What you have to do:
Locate every line in the records that contains the string "vertical", matching case exactly, and copy each of those lines.

********

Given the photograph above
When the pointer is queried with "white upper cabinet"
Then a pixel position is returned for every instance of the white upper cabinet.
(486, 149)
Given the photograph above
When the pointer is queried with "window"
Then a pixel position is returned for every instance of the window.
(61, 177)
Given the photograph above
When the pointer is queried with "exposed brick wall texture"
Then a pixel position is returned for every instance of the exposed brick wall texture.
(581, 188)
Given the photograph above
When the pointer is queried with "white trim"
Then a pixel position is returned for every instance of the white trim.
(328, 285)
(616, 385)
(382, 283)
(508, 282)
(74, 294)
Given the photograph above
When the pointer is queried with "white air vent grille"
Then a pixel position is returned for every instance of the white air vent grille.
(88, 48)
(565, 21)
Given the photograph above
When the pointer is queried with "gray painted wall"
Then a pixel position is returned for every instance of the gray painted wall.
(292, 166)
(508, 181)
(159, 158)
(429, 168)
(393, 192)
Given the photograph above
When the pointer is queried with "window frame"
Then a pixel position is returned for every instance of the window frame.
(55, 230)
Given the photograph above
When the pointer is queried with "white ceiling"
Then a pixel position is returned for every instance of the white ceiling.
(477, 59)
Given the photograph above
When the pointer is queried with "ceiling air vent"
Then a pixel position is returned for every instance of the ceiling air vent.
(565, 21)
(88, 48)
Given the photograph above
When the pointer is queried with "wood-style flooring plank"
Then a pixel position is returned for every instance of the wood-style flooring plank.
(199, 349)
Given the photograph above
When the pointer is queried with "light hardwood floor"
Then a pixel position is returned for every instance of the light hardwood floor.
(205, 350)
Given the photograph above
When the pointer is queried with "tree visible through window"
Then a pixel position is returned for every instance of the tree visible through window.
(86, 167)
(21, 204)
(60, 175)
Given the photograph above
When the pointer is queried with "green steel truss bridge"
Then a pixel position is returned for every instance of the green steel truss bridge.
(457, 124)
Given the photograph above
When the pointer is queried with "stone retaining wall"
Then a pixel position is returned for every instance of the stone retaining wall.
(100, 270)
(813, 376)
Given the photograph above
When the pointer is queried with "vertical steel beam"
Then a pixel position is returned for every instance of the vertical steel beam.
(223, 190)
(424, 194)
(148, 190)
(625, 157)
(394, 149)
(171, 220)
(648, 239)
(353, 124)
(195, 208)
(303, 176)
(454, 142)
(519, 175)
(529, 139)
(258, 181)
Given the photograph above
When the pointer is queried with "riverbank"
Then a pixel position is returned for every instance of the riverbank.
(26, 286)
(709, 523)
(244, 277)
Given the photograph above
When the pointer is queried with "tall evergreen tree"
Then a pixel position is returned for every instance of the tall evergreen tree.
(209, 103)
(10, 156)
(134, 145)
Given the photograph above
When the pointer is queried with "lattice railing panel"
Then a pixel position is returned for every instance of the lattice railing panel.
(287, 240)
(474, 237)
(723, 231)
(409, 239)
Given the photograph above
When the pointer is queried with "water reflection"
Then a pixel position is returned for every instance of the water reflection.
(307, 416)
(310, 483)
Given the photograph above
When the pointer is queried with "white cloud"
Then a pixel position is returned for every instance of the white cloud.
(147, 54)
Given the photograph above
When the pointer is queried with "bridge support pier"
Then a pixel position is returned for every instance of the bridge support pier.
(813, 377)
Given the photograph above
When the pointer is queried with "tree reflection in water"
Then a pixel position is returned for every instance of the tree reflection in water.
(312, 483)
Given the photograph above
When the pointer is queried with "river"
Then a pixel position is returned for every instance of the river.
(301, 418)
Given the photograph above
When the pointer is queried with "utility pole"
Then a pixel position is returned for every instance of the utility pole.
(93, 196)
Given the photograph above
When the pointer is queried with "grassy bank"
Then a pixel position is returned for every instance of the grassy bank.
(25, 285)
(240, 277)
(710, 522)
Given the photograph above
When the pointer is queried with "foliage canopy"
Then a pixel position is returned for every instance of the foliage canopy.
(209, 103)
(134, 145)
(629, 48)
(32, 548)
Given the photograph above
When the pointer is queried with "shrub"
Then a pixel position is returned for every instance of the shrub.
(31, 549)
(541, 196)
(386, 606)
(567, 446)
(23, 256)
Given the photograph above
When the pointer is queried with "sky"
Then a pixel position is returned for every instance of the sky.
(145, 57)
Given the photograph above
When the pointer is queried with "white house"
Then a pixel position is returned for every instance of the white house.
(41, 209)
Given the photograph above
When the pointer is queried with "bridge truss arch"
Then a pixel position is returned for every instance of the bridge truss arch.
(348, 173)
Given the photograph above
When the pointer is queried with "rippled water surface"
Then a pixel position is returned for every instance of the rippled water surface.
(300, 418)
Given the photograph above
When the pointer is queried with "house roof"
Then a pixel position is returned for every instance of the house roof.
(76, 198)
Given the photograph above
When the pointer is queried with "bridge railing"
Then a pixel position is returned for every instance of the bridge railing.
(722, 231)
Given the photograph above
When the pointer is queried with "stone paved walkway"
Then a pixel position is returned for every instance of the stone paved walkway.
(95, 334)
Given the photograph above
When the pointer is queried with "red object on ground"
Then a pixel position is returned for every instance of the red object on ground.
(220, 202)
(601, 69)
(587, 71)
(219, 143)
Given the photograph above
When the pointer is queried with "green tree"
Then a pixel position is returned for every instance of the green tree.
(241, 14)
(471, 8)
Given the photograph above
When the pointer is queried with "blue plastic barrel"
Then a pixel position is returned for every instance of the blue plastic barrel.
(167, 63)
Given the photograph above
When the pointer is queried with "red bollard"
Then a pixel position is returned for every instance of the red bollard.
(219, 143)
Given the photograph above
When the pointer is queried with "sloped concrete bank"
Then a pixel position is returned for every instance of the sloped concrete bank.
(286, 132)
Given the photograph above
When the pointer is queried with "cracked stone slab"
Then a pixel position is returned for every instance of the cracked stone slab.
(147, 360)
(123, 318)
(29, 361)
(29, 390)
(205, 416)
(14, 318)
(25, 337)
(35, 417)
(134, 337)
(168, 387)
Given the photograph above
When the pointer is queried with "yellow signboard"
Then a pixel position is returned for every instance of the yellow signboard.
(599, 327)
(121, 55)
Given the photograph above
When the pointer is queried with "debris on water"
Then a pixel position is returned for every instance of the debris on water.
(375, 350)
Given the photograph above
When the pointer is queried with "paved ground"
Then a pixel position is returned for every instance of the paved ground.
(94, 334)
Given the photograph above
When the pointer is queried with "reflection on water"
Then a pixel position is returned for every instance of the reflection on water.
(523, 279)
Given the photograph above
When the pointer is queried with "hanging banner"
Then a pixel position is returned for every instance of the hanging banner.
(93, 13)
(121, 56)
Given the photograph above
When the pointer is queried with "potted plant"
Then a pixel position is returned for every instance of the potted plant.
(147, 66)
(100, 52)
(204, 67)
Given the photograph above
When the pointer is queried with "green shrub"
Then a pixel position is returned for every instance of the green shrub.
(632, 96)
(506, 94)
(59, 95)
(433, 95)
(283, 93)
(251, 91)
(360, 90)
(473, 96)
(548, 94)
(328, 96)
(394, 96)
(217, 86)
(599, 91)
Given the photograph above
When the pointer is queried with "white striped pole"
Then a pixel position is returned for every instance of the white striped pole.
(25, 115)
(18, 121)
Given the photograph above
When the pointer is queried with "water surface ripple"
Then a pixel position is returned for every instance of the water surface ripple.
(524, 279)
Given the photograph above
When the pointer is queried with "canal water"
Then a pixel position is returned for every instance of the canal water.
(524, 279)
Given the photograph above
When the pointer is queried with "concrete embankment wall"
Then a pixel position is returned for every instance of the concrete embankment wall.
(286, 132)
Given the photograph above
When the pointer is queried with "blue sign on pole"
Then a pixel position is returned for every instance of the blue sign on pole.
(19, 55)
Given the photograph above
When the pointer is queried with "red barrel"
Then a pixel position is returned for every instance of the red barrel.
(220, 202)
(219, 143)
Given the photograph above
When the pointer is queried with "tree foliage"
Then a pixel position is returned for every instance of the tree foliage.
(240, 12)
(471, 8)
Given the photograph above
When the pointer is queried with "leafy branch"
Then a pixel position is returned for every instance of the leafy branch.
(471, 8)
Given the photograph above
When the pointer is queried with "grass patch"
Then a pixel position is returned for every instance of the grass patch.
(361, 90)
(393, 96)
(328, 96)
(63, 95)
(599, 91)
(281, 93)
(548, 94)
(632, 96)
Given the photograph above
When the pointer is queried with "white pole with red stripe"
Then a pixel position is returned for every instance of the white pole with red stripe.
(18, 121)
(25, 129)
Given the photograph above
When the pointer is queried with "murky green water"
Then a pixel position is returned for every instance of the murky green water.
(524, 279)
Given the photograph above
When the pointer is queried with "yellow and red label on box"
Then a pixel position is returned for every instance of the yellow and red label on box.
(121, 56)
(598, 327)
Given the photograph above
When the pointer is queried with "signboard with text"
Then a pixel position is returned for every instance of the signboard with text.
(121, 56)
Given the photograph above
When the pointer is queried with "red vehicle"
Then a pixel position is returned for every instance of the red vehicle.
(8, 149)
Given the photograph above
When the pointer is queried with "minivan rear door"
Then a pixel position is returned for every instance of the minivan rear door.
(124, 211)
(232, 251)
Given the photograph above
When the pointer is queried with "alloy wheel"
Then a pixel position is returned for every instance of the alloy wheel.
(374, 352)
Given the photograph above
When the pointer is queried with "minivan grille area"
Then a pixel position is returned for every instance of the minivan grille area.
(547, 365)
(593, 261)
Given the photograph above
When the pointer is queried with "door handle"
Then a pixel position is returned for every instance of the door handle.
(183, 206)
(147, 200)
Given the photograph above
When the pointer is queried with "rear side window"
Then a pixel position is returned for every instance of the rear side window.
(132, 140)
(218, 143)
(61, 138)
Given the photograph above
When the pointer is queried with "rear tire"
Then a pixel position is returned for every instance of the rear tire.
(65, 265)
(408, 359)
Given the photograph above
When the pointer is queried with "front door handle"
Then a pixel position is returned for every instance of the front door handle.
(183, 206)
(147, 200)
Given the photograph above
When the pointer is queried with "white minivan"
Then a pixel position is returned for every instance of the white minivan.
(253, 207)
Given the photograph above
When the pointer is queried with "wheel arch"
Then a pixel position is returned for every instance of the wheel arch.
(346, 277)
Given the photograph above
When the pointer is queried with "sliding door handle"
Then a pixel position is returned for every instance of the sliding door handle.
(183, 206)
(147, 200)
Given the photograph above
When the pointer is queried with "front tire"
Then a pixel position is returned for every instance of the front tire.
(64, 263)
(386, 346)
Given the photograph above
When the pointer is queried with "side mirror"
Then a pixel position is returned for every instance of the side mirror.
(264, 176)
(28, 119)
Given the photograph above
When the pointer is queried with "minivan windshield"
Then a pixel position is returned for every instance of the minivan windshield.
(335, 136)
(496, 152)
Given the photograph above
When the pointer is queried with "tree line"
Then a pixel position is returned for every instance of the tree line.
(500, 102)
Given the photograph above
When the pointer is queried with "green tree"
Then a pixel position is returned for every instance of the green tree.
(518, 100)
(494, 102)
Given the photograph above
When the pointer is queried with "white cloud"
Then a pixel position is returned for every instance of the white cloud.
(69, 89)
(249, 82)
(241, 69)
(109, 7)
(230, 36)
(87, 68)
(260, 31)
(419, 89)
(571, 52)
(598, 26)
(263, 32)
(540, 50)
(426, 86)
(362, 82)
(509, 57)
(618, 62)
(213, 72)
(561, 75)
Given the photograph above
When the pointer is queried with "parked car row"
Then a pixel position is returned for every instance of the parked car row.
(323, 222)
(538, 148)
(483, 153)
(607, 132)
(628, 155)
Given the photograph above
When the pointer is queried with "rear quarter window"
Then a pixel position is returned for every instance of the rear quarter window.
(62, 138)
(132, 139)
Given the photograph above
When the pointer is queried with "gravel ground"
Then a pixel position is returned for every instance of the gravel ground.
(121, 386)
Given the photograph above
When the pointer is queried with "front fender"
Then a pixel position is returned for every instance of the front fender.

********

Complete output:
When the pointer is queried with "vertical steel beam"
Then a pixel position is returned for every instance of the vertical steel beam.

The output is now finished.